Kısa görev A. Metne göre son 3 hafta içinde yalnızca Hama şehrinde kaç köy boşaltılmış?
Kısa görev B. Metinde "PİRHA – Asi-Der" sözlerinden başlayıp aşağıya doğru "Usluoğlu ile konuştuk." sözlerine kadar uzanan bölümü hiç değiştirmeden yazın.
Kısa görev C. Metne göre Şeyh Gazel Gazel açıklama yaparken Alevi din insanları dışında kimlerin onayını alır? Hepsini sıralayın.

Metin bloğu.
■ ■ ■

PİRHA – Asi-Der Başkanı Tevfik Usluoğlu, Suriye’deki katliama dair yapılması gerekenleri sıraladı. “Birinci talep, Alevi kurumlarının, soykırımın durdurulması için uluslararası barış gücünü Suriye’ye gönderilmesi konusunda harekete geçirmeleri gerekiyor” diyen Usluoğlu “Önce yaşam hakkının garantiye alınması gerekiyor” vurgusunu da yaptı.
Suriye’de HTŞ ve Türkiye’nin desteklediği SMO tarafından Alevilere yönelik katliamlar sürüyor. Binlerce sivilin katledildiği soykırım girişiminde Alevilere ait köyler boşaltıldı, şehirlerde ise ev ve iş yerleri yağmalandı.
Son süreçte kadınların kaçırılıp köle pazarlarında satıldığı Suriye’ye dair yaşananları Antakya, Samandağ ve İskenderun İlçeleri Kültür, Yardımlaşma, Dayanışma ve Çevre Gönüllüleri Derneği (Asi-Der) Başkanı Tevfik Usluoğlu ile konuştuk.
“Ruanda’dakinden dahi daha büyük bir soykırım mevcut” sözleriyle konuşmasına başlayan Usluoğlu, Suriye için acil yapılması gerekenleri anlattı. Tevfik Usluoğlu, son 3 hafta içerisinde sadece Hama şehrinde 20 köyün boşaltıldığına işaret ederek “Bahsettiğim bu köylere Suriye’nin farklı yerlerinden getirilen cihadist teröristler yerleştiriliyor ve demografik değişim sistematik olarak yapılıyor. Şunu ifade etmekte fayda var, sistematik bir şekilde bir Alevi soykırımı var” dedi.
“TALEBİMİZ, DEMOKRATİK VE UYGAR BİR SURİYE”
Asi-Der Başkanı Tevfik Usluoğlu, Suriye’deki katliamlarla ilgili en son Şeyh Gazel Gazel’in açıklamasının önemine vurgu yaparak şöyle devam etti:
“Manda döneminde Alevi devleti kurulduğunda Alevilere Lazkiye Müftülüğü verilmişti ve şu an Gazel Gazel, bir Alevi şeyhi olarak Lazkiye müftüsü olarak görev yapmaktadır. Şeyh Gazel Gazel, açıklama yaptığında kendiliğinden bir açıklama yapmaz, en azından 135 Alevi din insanının onayını alır ve bunun dışında avukatların, mühendislerin, doktorların, bilirkişilerin, kanaat önderlerinin onayını alarak bu açıklamayı yapar.

■ ■ ■

Verilen satırlar.
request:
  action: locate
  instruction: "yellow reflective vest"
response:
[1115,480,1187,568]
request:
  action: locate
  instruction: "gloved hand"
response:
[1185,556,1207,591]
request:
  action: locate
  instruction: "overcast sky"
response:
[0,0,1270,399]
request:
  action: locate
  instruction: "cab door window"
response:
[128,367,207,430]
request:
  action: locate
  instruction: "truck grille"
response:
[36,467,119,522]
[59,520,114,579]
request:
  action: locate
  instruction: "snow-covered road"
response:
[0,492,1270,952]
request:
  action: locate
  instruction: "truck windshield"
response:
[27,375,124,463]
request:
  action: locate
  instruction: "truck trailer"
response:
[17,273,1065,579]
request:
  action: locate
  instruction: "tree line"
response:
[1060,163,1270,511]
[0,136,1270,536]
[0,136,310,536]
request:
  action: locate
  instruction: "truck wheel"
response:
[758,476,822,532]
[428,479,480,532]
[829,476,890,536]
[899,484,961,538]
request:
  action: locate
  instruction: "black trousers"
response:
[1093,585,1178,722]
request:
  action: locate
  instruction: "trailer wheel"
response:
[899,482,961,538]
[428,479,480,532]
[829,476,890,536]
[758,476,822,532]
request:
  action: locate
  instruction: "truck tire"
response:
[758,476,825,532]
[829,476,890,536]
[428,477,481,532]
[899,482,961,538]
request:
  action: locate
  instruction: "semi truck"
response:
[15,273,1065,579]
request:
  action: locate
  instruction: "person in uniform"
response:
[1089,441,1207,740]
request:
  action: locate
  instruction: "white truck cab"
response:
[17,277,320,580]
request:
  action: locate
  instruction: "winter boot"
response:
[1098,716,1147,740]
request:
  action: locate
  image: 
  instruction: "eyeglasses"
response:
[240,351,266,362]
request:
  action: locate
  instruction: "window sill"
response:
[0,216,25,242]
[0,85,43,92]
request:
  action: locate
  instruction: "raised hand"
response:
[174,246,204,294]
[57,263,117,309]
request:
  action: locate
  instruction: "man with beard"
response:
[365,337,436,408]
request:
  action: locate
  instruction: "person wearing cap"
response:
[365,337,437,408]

■ ■ ■

Alıştırma sonucu A. 20 köy.

Alıştırma sonucu B.
PİRHA – Asi-Der Başkanı Tevfik Usluoğlu, Suriye’deki katliama dair yapılması gerekenleri sıraladı. “Birinci talep, Alevi kurumlarının, soykırımın durdurulması için uluslararası barış gücünü Suriye’ye gönderilmesi konusunda harekete geçirmeleri gerekiyor” diyen Usluoğlu “Önce yaşam hakkının garantiye alınması gerekiyor” vurgusunu da yaptı.
Suriye’de HTŞ ve Türkiye’nin desteklediği SMO tarafından Alevilere yönelik katliamlar sürüyor. Binlerce sivilin katledildiği soykırım girişiminde Alevilere ait köyler boşaltıldı, şehirlerde ise ev ve iş yerleri yağmalandı.
Son süreçte kadınların kaçırılıp köle pazarlarında satıldığı Suriye’ye dair yaşananları Antakya, Samandağ ve İskenderun İlçeleri Kültür, Yardımlaşma, Dayanışma ve Çevre Gönüllüleri Derneği (Asi-Der) Başkanı Tevfik Usluoğlu ile konuştuk.

Alıştırma sonucu C. Avukatlar, mühendisler, doktorlar, bilirkişiler, kanaat önderleri